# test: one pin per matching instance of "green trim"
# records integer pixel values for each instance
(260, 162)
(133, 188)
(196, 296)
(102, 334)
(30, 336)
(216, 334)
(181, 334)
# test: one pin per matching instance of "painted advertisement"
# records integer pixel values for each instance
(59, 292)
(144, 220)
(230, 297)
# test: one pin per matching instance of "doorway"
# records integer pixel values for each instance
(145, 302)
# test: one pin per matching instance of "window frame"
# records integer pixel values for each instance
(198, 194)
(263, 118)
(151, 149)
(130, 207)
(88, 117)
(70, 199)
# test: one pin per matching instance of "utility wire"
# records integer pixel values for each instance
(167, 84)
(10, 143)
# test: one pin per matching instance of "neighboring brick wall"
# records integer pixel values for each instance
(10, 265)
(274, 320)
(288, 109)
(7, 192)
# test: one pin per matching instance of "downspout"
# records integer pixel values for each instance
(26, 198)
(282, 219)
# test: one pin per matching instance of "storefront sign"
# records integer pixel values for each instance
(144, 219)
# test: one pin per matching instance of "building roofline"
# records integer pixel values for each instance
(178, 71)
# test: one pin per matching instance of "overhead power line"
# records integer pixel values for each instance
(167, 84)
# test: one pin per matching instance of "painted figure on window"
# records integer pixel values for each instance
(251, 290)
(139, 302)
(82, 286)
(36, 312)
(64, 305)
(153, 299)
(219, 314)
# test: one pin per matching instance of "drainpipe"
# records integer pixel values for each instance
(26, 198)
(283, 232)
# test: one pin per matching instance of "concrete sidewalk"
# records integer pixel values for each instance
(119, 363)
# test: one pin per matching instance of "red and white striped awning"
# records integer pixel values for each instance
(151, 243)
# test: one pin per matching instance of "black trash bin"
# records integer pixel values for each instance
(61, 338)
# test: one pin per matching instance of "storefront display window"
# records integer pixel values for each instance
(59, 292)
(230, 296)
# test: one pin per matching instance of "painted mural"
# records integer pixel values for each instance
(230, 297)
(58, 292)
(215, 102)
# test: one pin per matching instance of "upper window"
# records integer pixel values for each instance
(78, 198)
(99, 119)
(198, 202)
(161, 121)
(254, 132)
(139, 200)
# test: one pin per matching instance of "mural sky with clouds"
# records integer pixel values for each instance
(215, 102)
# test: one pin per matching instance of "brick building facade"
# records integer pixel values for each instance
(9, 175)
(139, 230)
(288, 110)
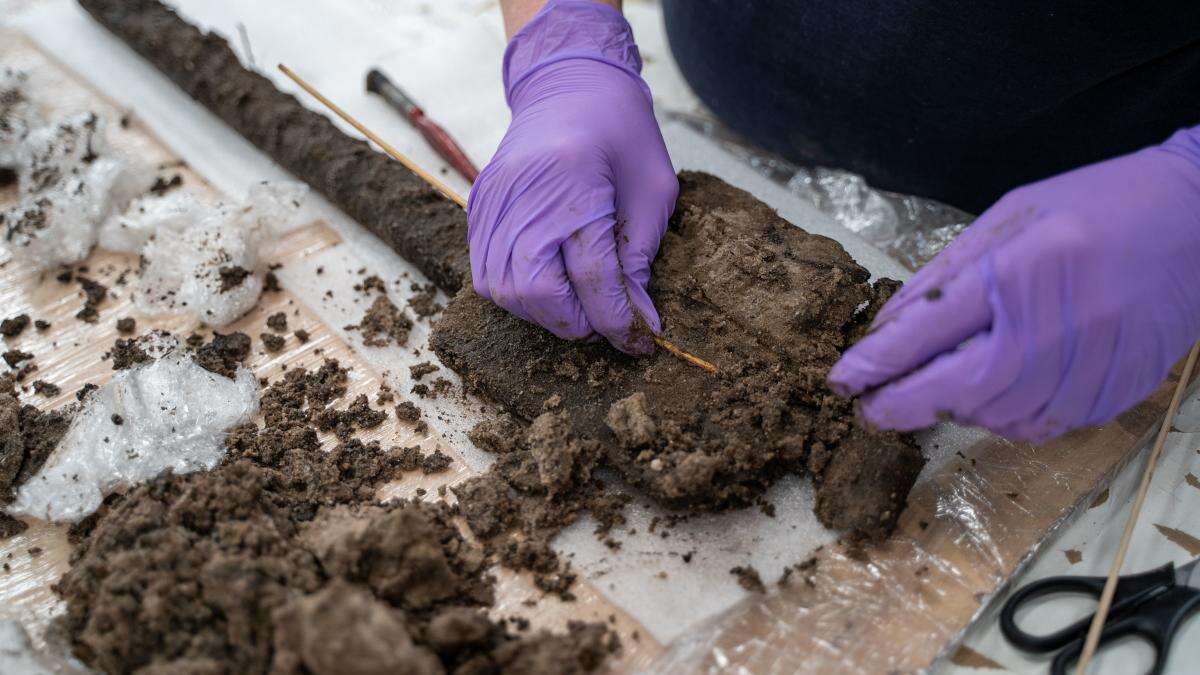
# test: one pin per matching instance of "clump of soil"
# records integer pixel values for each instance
(277, 322)
(232, 278)
(273, 342)
(15, 326)
(773, 306)
(16, 357)
(358, 416)
(28, 436)
(127, 352)
(94, 297)
(541, 482)
(390, 201)
(281, 561)
(749, 579)
(223, 353)
(413, 459)
(48, 389)
(420, 370)
(371, 284)
(383, 324)
(161, 185)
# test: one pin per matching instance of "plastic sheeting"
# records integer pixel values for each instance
(909, 228)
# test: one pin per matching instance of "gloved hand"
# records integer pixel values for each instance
(567, 219)
(1063, 305)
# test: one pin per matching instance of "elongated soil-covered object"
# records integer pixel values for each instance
(418, 222)
(771, 304)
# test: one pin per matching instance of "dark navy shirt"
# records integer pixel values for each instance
(955, 100)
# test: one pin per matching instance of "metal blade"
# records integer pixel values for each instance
(1188, 574)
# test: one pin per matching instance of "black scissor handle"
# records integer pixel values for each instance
(1155, 621)
(1131, 591)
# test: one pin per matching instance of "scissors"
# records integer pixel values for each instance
(1151, 605)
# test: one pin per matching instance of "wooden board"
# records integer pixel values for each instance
(71, 354)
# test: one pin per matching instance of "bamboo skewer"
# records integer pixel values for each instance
(450, 193)
(1110, 584)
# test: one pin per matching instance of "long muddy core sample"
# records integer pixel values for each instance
(773, 306)
(387, 198)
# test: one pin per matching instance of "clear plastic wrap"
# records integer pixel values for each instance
(909, 228)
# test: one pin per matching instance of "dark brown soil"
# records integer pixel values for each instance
(424, 300)
(773, 306)
(16, 357)
(281, 561)
(425, 227)
(28, 436)
(126, 353)
(48, 389)
(541, 482)
(420, 370)
(383, 324)
(749, 579)
(15, 326)
(232, 276)
(161, 185)
(223, 353)
(273, 342)
(277, 322)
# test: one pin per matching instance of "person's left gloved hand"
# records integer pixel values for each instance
(1063, 305)
(565, 220)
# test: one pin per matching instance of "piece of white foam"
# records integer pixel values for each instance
(70, 181)
(173, 417)
(18, 115)
(189, 245)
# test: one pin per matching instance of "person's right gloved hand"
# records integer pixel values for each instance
(1061, 306)
(567, 217)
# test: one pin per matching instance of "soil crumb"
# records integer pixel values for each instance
(541, 482)
(383, 324)
(420, 370)
(424, 300)
(774, 308)
(232, 278)
(282, 561)
(223, 353)
(277, 322)
(273, 342)
(15, 326)
(749, 579)
(28, 436)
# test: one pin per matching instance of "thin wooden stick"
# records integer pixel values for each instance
(395, 154)
(1110, 585)
(690, 358)
(450, 193)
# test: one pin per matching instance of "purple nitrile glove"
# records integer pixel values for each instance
(567, 217)
(1063, 305)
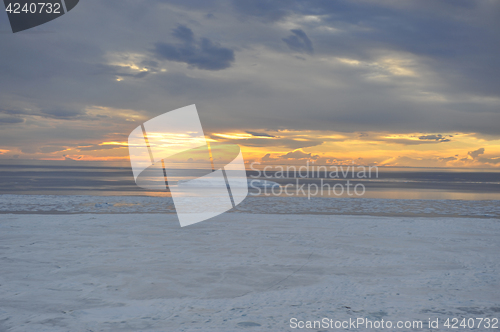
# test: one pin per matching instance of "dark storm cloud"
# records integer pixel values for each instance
(299, 42)
(51, 113)
(122, 71)
(263, 9)
(202, 54)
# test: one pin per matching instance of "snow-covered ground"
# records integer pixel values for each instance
(242, 271)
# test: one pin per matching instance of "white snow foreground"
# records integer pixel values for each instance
(251, 272)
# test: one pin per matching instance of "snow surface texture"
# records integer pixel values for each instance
(273, 205)
(241, 272)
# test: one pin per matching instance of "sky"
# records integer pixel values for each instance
(388, 83)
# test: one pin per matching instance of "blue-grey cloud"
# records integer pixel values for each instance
(299, 42)
(474, 154)
(202, 54)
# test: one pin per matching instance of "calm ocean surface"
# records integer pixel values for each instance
(108, 179)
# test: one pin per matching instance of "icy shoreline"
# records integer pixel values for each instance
(68, 204)
(129, 272)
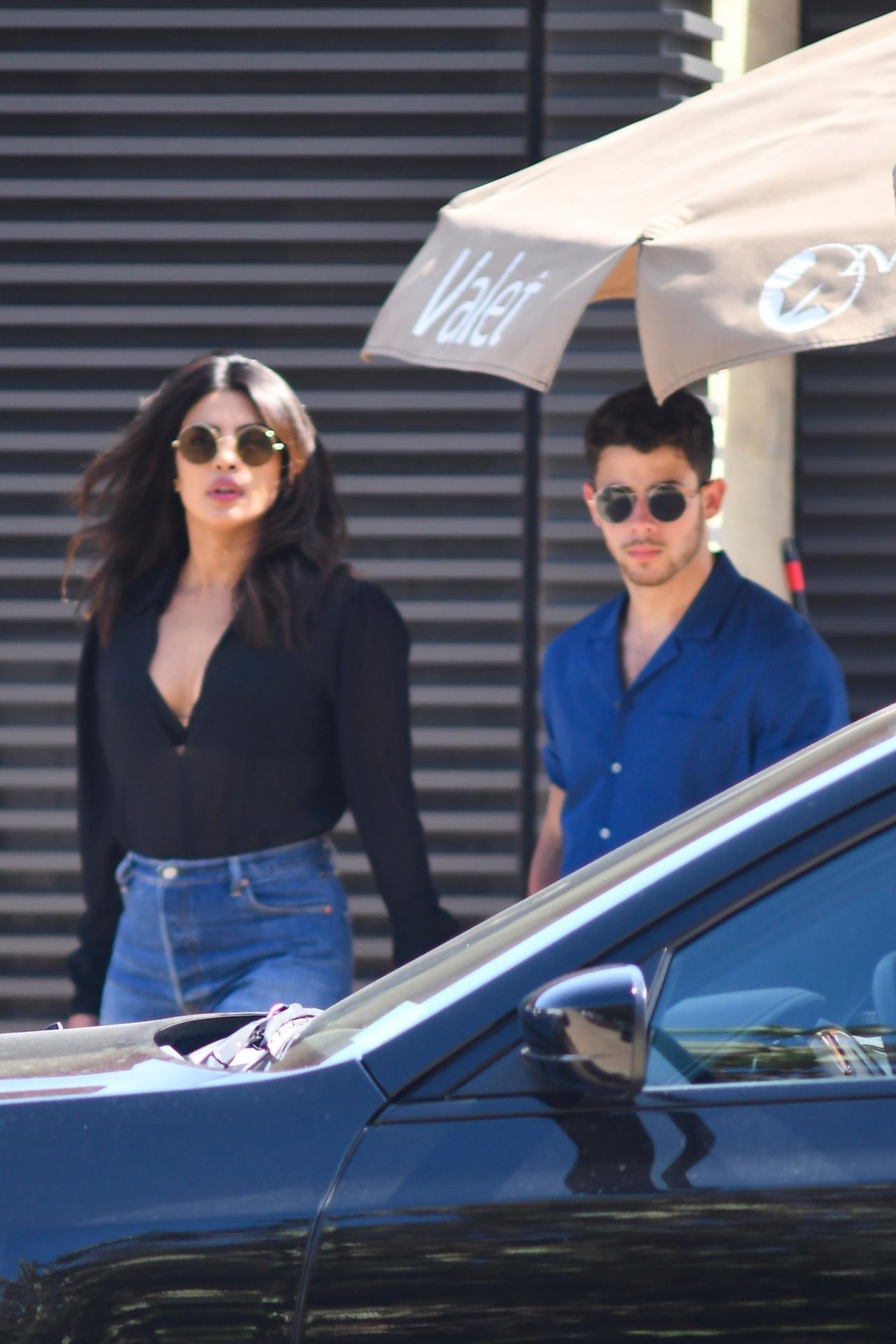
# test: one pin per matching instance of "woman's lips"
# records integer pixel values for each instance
(225, 491)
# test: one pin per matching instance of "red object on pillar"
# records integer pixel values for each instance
(794, 575)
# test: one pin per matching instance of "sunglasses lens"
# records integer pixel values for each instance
(614, 505)
(255, 445)
(666, 503)
(197, 444)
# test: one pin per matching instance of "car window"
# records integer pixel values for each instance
(799, 984)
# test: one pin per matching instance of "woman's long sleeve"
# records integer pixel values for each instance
(99, 851)
(375, 756)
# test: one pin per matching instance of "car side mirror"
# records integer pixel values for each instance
(590, 1030)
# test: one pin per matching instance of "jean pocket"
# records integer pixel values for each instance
(293, 894)
(124, 875)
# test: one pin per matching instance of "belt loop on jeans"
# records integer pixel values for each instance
(238, 882)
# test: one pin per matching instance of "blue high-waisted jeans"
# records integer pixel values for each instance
(229, 934)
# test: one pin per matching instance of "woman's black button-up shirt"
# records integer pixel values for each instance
(279, 745)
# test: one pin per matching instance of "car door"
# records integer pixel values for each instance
(747, 1193)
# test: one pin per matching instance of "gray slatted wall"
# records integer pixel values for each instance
(178, 179)
(846, 487)
(171, 183)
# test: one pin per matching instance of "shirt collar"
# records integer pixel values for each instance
(155, 589)
(701, 619)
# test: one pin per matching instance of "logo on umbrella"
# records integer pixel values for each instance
(818, 284)
(476, 308)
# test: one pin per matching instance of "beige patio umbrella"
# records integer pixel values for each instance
(750, 220)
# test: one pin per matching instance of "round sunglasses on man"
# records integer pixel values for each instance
(665, 502)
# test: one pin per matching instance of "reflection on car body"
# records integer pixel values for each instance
(656, 1097)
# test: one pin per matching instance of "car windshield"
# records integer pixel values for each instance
(383, 1008)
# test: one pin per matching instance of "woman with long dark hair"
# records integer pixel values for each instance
(238, 690)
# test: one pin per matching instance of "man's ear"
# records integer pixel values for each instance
(589, 496)
(713, 493)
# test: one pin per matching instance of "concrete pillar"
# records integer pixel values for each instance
(755, 424)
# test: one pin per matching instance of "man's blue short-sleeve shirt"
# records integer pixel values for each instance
(742, 682)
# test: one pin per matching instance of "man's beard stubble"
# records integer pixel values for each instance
(675, 564)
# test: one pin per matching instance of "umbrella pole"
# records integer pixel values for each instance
(531, 493)
(794, 575)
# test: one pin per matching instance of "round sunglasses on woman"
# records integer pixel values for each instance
(238, 690)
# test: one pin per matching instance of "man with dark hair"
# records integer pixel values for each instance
(688, 682)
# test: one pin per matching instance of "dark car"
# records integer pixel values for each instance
(656, 1101)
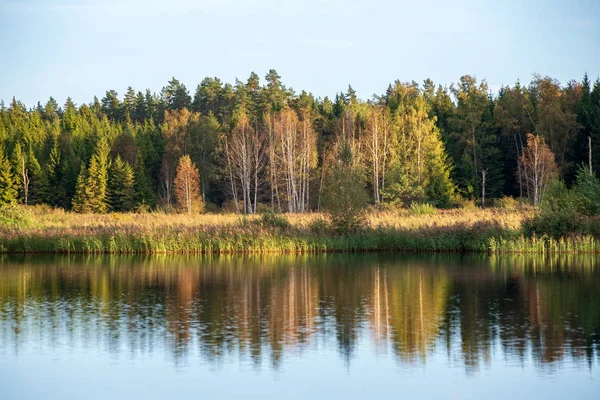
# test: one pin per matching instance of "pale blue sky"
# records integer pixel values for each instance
(83, 48)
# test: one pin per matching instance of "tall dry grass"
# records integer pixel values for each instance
(42, 229)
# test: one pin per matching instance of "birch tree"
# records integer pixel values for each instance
(538, 167)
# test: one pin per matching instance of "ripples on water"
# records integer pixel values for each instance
(359, 314)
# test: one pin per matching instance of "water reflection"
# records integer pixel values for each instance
(543, 311)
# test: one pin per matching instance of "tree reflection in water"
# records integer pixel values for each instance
(543, 309)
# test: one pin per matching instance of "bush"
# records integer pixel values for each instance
(422, 209)
(345, 198)
(507, 203)
(587, 193)
(319, 226)
(273, 220)
(558, 215)
(15, 216)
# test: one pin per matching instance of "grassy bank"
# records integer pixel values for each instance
(45, 230)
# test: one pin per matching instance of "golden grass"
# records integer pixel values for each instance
(42, 229)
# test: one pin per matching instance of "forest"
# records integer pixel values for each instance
(255, 146)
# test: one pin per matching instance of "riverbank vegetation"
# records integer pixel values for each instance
(420, 167)
(40, 229)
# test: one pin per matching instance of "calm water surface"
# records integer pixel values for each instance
(294, 327)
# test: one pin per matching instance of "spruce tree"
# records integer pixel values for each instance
(8, 190)
(97, 178)
(38, 183)
(187, 186)
(51, 188)
(21, 173)
(80, 200)
(143, 192)
(121, 186)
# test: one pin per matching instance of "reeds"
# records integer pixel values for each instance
(44, 230)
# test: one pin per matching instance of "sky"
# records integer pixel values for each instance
(83, 48)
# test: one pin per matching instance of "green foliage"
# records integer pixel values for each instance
(319, 226)
(558, 215)
(587, 193)
(8, 186)
(416, 143)
(272, 220)
(143, 191)
(507, 203)
(14, 216)
(121, 186)
(91, 188)
(344, 196)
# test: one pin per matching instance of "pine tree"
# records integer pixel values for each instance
(97, 178)
(80, 200)
(38, 183)
(8, 191)
(121, 186)
(143, 192)
(187, 186)
(22, 178)
(52, 190)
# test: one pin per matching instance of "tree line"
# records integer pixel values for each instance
(252, 146)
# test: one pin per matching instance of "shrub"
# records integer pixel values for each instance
(558, 215)
(14, 215)
(273, 220)
(587, 193)
(422, 209)
(319, 226)
(345, 198)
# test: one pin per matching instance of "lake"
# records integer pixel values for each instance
(294, 327)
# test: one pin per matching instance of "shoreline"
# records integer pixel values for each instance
(42, 230)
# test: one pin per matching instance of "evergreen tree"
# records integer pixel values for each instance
(121, 186)
(21, 173)
(8, 190)
(143, 191)
(51, 185)
(187, 186)
(38, 184)
(80, 200)
(176, 95)
(97, 178)
(91, 187)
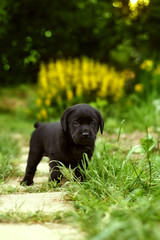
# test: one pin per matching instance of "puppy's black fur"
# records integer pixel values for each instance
(64, 141)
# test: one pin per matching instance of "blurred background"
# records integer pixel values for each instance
(58, 53)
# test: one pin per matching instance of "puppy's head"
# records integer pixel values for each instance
(81, 122)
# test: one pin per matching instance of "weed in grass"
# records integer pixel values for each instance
(35, 217)
(119, 197)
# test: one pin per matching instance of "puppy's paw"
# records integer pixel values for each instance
(26, 182)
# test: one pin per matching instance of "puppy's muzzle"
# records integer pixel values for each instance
(85, 134)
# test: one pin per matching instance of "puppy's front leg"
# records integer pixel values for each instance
(33, 159)
(55, 173)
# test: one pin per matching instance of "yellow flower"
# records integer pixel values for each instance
(147, 65)
(43, 113)
(69, 95)
(47, 102)
(139, 87)
(39, 102)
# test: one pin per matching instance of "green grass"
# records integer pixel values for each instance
(8, 154)
(119, 199)
(35, 217)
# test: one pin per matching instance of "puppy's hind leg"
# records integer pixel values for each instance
(34, 158)
(55, 173)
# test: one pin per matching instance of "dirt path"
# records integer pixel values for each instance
(46, 202)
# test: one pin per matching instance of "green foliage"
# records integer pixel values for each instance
(36, 31)
(118, 199)
(66, 82)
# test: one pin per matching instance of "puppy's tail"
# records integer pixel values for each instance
(37, 124)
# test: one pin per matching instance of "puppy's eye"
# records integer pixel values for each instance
(76, 124)
(92, 124)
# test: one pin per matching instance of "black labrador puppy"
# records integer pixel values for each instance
(64, 141)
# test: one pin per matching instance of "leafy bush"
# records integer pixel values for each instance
(66, 82)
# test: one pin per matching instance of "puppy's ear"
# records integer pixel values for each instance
(64, 119)
(101, 122)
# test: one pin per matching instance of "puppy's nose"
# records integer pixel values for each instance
(85, 134)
+++
• The problem:
Look for the string "window" in the records, and copy every line where it is found.

• Task solution:
# test: one pin per matching instance of "window frame"
# test: one pin per matching instance of "painted figure on window"
# test: one pin per matching instance of "storefront display window"
# test: one pin per matching instance of "upper window"
# test: one pin per matching instance of "car window"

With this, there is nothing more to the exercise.